Written problem –
Can you reproduce, unchanged, every line of the material from the line containing "Check whether the stone" through the last line?

-- begin Extracted material --

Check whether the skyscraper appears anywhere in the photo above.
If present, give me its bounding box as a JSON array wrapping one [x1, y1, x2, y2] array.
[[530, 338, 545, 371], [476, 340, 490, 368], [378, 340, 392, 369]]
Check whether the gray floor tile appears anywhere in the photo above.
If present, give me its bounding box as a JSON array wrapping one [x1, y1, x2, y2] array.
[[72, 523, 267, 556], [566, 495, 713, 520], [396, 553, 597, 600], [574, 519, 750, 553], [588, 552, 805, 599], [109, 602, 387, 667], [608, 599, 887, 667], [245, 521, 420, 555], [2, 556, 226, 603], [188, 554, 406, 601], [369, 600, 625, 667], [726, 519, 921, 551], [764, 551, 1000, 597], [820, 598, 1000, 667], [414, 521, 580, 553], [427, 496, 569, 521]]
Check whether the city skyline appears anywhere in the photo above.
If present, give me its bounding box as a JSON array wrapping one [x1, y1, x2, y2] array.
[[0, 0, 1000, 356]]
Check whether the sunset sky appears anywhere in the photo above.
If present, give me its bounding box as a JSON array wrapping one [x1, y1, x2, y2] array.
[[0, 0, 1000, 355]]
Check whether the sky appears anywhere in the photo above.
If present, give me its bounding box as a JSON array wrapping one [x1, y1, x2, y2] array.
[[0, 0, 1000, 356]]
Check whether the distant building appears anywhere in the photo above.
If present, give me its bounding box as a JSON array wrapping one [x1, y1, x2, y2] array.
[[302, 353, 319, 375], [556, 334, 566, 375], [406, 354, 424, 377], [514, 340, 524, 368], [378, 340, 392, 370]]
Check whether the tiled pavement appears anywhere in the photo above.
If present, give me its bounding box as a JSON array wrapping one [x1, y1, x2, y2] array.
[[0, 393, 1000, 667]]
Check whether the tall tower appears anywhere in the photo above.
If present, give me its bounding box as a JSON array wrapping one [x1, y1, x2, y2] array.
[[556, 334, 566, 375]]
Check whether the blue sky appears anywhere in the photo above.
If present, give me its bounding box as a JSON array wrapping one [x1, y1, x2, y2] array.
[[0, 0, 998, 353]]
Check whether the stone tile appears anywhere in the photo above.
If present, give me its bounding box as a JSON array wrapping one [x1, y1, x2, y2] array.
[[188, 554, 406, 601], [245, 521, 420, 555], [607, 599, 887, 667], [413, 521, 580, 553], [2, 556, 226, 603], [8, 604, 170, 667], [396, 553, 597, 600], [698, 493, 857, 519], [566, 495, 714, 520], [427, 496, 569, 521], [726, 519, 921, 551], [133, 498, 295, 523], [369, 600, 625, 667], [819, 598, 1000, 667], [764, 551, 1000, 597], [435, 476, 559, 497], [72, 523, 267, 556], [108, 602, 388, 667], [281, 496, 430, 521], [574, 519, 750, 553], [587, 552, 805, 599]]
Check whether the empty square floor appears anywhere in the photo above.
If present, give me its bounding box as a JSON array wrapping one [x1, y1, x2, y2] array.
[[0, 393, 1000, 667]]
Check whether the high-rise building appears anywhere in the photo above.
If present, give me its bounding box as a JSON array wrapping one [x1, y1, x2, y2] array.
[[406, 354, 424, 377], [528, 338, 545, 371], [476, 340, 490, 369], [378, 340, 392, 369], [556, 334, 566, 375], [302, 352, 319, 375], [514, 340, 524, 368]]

-- end Extracted material --

Problem solution –
Check whether the stone tile appears anywhere in the photo above.
If present, give me its bounding box as a JSON array wrapping one [x1, y1, x2, y2] array.
[[188, 554, 406, 601], [245, 521, 420, 555], [607, 599, 887, 667], [413, 521, 580, 553], [2, 556, 226, 603], [8, 604, 170, 667], [396, 553, 597, 600], [698, 493, 857, 519], [566, 495, 714, 520], [427, 496, 569, 521], [726, 519, 921, 551], [133, 498, 295, 523], [369, 600, 625, 667], [819, 598, 1000, 667], [764, 551, 1000, 597], [435, 476, 559, 497], [72, 523, 267, 556], [108, 602, 388, 667], [281, 496, 430, 521], [574, 519, 750, 553], [587, 552, 805, 599]]
Check whether the empty square floor appears anywhere in the photo above.
If present, give me its bounding box as a JSON array wrapping one [x1, y1, x2, y2] array.
[[0, 393, 1000, 667]]
Check whether the high-rise building appears anywhere in the photo above.
If present, give me its bounding box as a JSON array wrapping one [x1, y1, x2, y2] array.
[[406, 354, 424, 377], [528, 338, 545, 371], [476, 340, 490, 369], [378, 340, 392, 369], [556, 334, 566, 375], [302, 352, 319, 375], [514, 340, 524, 368]]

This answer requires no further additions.